# [Assignment]
What is needed is an exact copy of all the lines below.

[Stored records]
——

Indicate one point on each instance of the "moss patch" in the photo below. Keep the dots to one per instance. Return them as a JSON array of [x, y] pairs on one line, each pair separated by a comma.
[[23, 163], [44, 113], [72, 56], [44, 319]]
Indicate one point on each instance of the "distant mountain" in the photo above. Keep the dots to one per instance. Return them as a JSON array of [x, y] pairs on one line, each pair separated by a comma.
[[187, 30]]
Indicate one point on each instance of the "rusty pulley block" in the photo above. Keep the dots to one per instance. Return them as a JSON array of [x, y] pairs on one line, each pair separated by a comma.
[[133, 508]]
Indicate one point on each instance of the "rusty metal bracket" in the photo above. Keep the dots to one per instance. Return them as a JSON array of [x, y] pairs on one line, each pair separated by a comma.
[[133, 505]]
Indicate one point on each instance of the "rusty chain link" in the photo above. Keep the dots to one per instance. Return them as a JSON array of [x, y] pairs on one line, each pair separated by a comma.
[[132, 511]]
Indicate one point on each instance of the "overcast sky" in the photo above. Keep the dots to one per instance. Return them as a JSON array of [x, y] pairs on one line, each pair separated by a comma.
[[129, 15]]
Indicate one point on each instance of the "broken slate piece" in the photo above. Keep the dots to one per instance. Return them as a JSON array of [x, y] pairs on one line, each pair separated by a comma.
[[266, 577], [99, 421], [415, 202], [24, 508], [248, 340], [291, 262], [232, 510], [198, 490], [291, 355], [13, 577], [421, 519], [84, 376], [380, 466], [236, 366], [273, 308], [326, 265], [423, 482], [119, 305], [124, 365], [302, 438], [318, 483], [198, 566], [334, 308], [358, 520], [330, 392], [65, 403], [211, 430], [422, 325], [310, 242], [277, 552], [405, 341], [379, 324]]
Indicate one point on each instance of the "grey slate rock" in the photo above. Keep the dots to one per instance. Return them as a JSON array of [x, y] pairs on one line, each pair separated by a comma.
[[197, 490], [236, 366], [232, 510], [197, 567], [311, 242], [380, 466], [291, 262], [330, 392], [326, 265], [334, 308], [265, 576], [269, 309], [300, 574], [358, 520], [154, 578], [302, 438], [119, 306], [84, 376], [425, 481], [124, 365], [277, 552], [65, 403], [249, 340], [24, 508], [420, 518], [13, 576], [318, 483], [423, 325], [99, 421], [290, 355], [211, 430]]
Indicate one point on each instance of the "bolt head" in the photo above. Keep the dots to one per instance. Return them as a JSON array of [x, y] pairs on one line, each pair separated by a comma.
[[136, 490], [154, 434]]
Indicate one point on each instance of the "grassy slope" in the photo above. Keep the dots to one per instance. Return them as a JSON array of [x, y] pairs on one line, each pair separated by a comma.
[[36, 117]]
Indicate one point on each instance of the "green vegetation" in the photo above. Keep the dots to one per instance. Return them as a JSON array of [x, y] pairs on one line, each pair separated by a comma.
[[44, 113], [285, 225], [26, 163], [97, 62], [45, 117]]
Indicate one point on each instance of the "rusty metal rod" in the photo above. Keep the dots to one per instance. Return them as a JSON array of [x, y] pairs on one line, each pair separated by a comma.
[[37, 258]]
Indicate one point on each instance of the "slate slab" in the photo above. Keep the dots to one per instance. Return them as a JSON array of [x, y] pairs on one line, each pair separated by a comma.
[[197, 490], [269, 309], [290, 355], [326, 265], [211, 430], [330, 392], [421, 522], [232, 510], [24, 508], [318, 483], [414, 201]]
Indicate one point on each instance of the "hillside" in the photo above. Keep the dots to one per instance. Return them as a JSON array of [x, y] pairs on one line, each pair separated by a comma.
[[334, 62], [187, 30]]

——

# [Answer area]
Indicate one point on each instance of the "moss patch" in the photo below. Keep the dots to one per instance. Return them as a JSON array of [x, y] pairs on one line, each pair separated by a comma.
[[23, 163], [44, 113], [72, 56], [44, 319]]
Indicate one point on each instance of the "distant mountain" in the photo above. Keep the dots to one per instance. Return them as a JSON array of [x, y] pairs on one line, each pair separated by a comma.
[[187, 30]]
Indicate one point on each instance of the "rusty pulley block" in the photo above. Keep the dots to one per instance. Return them as a JSON array of [x, y] pairs on one line, each pair separated by a comma.
[[133, 508]]
Indicate one point on each instance of the "rusty metal bracket" in the photo above. Keep the dots to one per instance. Return them as a JSON array of [x, y] pairs on one line, each pair separated by a comma.
[[133, 505]]
Indicate one point on each instance of the "rusty chain link" in the photo above. Keep the dots to one per instance. Return them as a JSON array of [x, y] pairs on one line, each pair separated by a comma.
[[132, 511]]
Indicate one point on each instance of the "overcast sky" in the photo above. Keep the dots to one per instance. Return them as a JSON array of [x, y] pairs on one line, each pair separated by a comma.
[[129, 15]]
Indicate one point on each instance of the "broken slate piece" in the photo above. Keep the dots to one per instance. Return them as a JSON array of [x, y] pairs on one line, each pair separated by a comma.
[[266, 577], [99, 421], [415, 202], [24, 508], [248, 340], [291, 262], [232, 510], [198, 490], [291, 355], [13, 577], [421, 519], [84, 376], [380, 466], [236, 366], [273, 308], [326, 265], [423, 482], [119, 305], [124, 365], [302, 438], [318, 483], [198, 566], [334, 308], [358, 520], [330, 392], [65, 403], [211, 430], [422, 325], [310, 242], [277, 552], [405, 341], [379, 324]]
Indicate one point on each instance of the "grey slate rock" in the photo above. Keep the dots to one per instance. Return them as a JSON array of [x, y] pairs on one line, each pair separated by a comma.
[[197, 490], [236, 366], [232, 510], [197, 567], [311, 242], [380, 466], [291, 262], [330, 392], [326, 265], [334, 308], [265, 576], [269, 309], [300, 574], [358, 520], [154, 578], [302, 438], [119, 306], [84, 376], [425, 481], [124, 365], [277, 552], [65, 403], [249, 340], [24, 508], [420, 518], [13, 576], [318, 483], [423, 325], [99, 421], [290, 355], [211, 430]]
Indicate one point on each instance of the "bolt head" in the photo above. Keep the dots to one per instance. Return them as a JSON array of [x, y] pairs on one line, each pair separated by a comma.
[[136, 490], [154, 434]]
Indicate one point on each instance of the "grassy slope" in the photo above. Keep the dots to one per instance. Return them as a JSON array of [x, y] pairs on one line, each pair separated by a comma.
[[36, 117]]
Indicate one point on each instance of the "green vegetation" in the photo above. Keep the dots to one per instance. Return them as a JSON array of [x, y] pairs on one line, each pair separated by a comma.
[[44, 113], [285, 225], [26, 163], [97, 62], [45, 117]]
Indicate one point on each instance of the "rusty metal rod" in the photo above. Keep the dots to one per instance. Return them as a JSON array of [x, y] pairs on one line, each pair separated by a comma.
[[37, 258]]
Indicate one point on each instance of the "slate slab" in the photo above. Keep the dots to one per instance. Return them as a JSON array of [x, y] pairs on one line, each pair separated by a comma.
[[197, 490], [269, 309], [290, 355], [326, 265], [211, 430], [330, 392], [421, 522], [232, 510], [24, 508], [318, 483], [414, 201]]
Indicate one point on each instance of the "hillside" in the photo above. Keep the dots to one per instance. Return them as a JSON array of [x, y] pairs on one line, each pair separated by a comma.
[[334, 62], [187, 30]]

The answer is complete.